• _Problems and tasks_
A. From the article on Rhine water levels, quote the passage starting at "Petrochemicals market sources" and ending at "200 cm mark.".
B. According to the article on Rhine water levels, what was the water level at Kaub on August 3?
C. In one to three sentences, explain why the article on Rhine water levels expects water levels to rise this week.

A projected rise in Rhine water levels this week is likely to ease pressure on European petrochemical market supply chains, impacted by weeks of warm, dry weather.
Water levels at Kaub, a key choke point along the Rhine river, have been falling since the beginning of July, reaching 108 cm on August 3, down from 207 cm a month before, data from the German waterways authority showed.
Petrochemicals market sources said barge capacity upstream has been reduced by around 30-40% in recent weeks.
A petrochemical producer located in the Cologne area said gas barges were yet to be impacted, though this would occur soon if dry weather was to continue.
“We are still ok but if this nice weather continues then in two weeks from now we will have problems with lower rates,” the producer said.
However, with rain scheduled over the Alps this week, water levels are expected to rise despite hot, dry weather over much of the water course.
The German waterways authority projected water levels at Kaub would rise above 200 cm by the evening of August 6, before stabilizing around the 200 cm mark.
In the methanol market, logistics have also been affected, with barges unable to fully load.
Sources said inventories in Rotterdam were going to increase over the next days, with an expected slowdown in barge activity.
Higher inventories in Rotterdam usually add downward pressure to European methanol spot prices.
“Europe a bit unpredictable at the moment due to the Rhine situation…if imported material cannot find a destination, the market turns long,” one methanol trader said.
However, with water levels expected to rise this week, spot activity is unlikely to be disrupted.
European methanol spot prices have been on the rise since the beginning of July as demand recovers from the lows seen in the second quarter due to pandemic. The FOB Rotterdam price hit a 20-week high on July 31 at Eur186/mt, up 17% since July 1, S&P Global Platts data showed.

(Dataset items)
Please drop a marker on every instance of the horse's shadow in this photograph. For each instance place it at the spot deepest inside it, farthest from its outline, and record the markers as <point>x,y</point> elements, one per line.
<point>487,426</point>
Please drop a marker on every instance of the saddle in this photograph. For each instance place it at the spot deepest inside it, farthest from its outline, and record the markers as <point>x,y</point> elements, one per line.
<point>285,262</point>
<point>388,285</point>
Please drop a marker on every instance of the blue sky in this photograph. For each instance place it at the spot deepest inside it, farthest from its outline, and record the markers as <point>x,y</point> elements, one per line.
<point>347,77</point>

---

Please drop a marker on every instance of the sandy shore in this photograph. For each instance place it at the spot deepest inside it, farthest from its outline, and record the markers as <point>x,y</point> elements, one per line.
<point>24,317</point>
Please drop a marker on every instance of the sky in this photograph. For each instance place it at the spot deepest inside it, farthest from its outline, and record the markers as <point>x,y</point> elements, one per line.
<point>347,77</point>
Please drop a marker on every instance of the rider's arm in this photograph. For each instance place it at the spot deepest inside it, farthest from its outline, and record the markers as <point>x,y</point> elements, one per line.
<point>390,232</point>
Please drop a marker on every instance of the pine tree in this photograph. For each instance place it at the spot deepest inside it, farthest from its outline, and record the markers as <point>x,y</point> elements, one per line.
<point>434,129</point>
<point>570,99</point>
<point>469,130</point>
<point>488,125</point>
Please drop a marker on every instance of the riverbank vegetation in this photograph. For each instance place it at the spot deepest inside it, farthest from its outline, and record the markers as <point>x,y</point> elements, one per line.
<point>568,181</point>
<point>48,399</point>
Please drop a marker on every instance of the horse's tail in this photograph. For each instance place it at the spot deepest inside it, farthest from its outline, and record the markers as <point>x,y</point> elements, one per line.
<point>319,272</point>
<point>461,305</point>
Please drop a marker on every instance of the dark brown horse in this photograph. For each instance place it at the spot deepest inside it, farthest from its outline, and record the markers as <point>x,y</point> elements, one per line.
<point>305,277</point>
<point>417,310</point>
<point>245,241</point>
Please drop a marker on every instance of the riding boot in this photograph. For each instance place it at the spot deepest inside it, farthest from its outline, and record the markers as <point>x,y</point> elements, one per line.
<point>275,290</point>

• _Responses in order_
A.
Petrochemicals market sources said barge capacity upstream has been reduced by around 30-40% in recent weeks.
A petrochemical producer located in the Cologne area said gas barges were yet to be impacted, though this would occur soon if dry weather was to continue.
“We are still ok but if this nice weather continues then in two weeks from now we will have problems with lower rates,” the producer said.
However, with rain scheduled over the Alps this week, water levels are expected to rise despite hot, dry weather over much of the water course.
The German waterways authority projected water levels at Kaub would rise above 200 cm by the evening of August 6, before stabilizing around the 200 cm mark.

B. 108 cm.

C. Rain is scheduled over the Alps this week, so water levels are expected to rise even though hot, dry weather covers much of the water course.